# Refugees in the Age of Gloabl Warming
### Data Engineering Capstone Project

#### Project Summary
This project focuses on monitoring refugee and population information around the world based on temperature changes over time.

The project follows the following steps:
* Step 1: Scope the Project and Gather Data
* Step 2: Explore and Assess the Data
* Step 3: Define the Data Model
* Step 4: Run ETL to Model the Data
* Step 5: Complete Project Write Up

In [1]:
# Do all imports and installs here
import pandas as pd
import os
from datetime import datetime
import psycopg2
import configparser
config = configparser.ConfigParser()
from sqlalchemy.engine import create_engine

In [59]:
# Read in parameters needed for Redshift cluster
# config = configparser.ConfigParser()
# config.read('dwh.cfg')

# # Connect to Redshift cluster and gets cursor to it
# conn = psycopg2.connect("""host={} 
#                            dbname={} 
#                            user={} 
#                            password={} 
#                            port={}""".format(*config['CLUSTER'].values()))
# cur = conn.cursor()

### Step 1: Scope the Project and Gather Data

#### Scope 
What is your end solution look like? What tools did you use? etc>

The plan is to build a data warehouse for analytical processes, so analysts can design recurring and ad hoc reports over time using SQL. There is a strong emphasis in ensuring the warehouse is easy to interpret, performant, and quality assured.

DATASET EXCERPTS
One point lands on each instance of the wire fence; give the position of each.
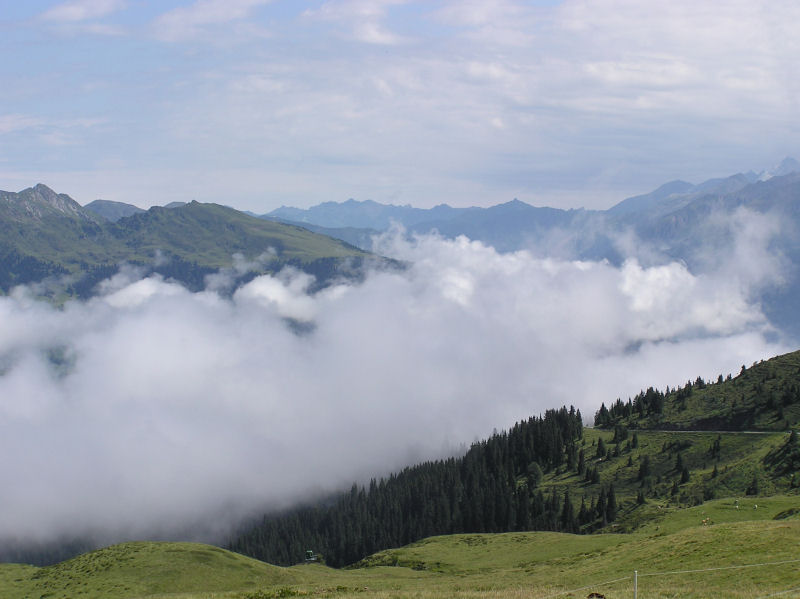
(636, 575)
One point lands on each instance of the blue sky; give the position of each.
(258, 103)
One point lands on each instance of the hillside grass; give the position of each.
(695, 552)
(532, 564)
(668, 532)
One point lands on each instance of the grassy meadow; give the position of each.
(711, 550)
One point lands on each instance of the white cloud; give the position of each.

SHORT TASK 1
Please reproduce the passage of the capstone project text starting at "# # Connect" and ending at "and quality assured.".
SHORT TASK 2
Answer these questions using the capstone project text:
(a) The project monitors refugee and population information based on what?
(b) Which step comes right after "Step 2: Explore and Assess the Data"?
(c) What language will analysts use to design their reports?
SHORT TASK 3
Write what comes next in the capstone project text, picking up after its final sentence.
The items aren't needed for any of this.

TASK OUTPUT 1
# # Connect to Redshift cluster and gets cursor to it
# conn = psycopg2.connect("""host={} 
#                            dbname={} 
#                            user={} 
#                            password={} 
#                            port={}""".format(*config['CLUSTER'].values()))
# cur = conn.cursor()

### Step 1: Scope the Project and Gather Data

#### Scope 
What is your end solution look like? What tools did you use? etc>

The plan is to build a data warehouse for analytical processes, so analysts can design recurring and ad hoc reports over time using SQL. There is a strong emphasis in ensuring the warehouse is easy to interpret, performant, and quality assured.

TASK OUTPUT 2
(a) Temperature changes over time.
(b) Step 3: Define the Data Model.
(c) SQL.

TASK OUTPUT 3
 
#### Data Sources and Content

There are four source datasets:
 1. City_temperature.csv
     - Summary: average daily temperature for all major cities in the world from 1995 - 2020
     - Source: University of Dayton - separate txt files available for each city [here](https://academic.udayton.edu/kissock/http/Weather/default.htm). The data is available for research and non-commercial purposes only. Refer to [this page](https://academic.udayton.edu/kissock/http/Weather/default.htm) for license.
     - Secondary source: SRK via Kaggle - [link](https://www.kaggle.com/sudalairajkumar/daily-temperature-of-major-cities)
 2. Country_population_total_long.csv
     - Summary: annual population counts by country from 1960 - 2017
     - Source: The World Bank - [link](https://data.worldbank.org/indicator/SP.POP.TOTL)
     - Secondary source: Devakumar kp via Kaggle - [link](https://www.kaggle.com/imdevskp/world-population-19602018?select=population_total_long.csv)
 3. UNdata_City_Population_20210315.csv
     - Summary: annual population counts by city from 1970 - 2020 (contains gaps in 1970's)
     - Source: UN Data - [link](https://data.un.org/Data.aspx?d=POP&f=tableCode%3A240)
 4. UNdata_Refugees_20210217.csv
     - Summary: annual refugee counts from 1975 - 2016 by country of residence and country of origin
     - Source: UN Data - [link](http://data.un.org/Data.aspx?d=UNHCR&f=indID%3aType-Ref)

### Read in Each Dataset

#### Temperature Data

In [2]:
temp_df = pd.read_csv('Data/temperature_data/city_temperature.csv', engine = 'python')
temp_df.head()

Unnamed: 0,Region,Country,State,City,Month,Day,Year,AvgTemperature
0,Africa,Algeria,,Algiers,1,1,1995,64.2
1,Africa,Algeria,,Algiers,1,2,1995,49.4
2,Africa,Algeria,,Algiers,1,3,1995,48.8
3,Africa,Algeria,,Algiers,1,4,1995,46.4
4,Africa,Algeria,,Algiers,1,5,1995,47.9


#### Population Counts by Country and Year

In [91]:
country_pop_df = pd.read_csv('Data/country_population_data/country_population_total_long.csv', engine = 'python')
country_pop_df.head()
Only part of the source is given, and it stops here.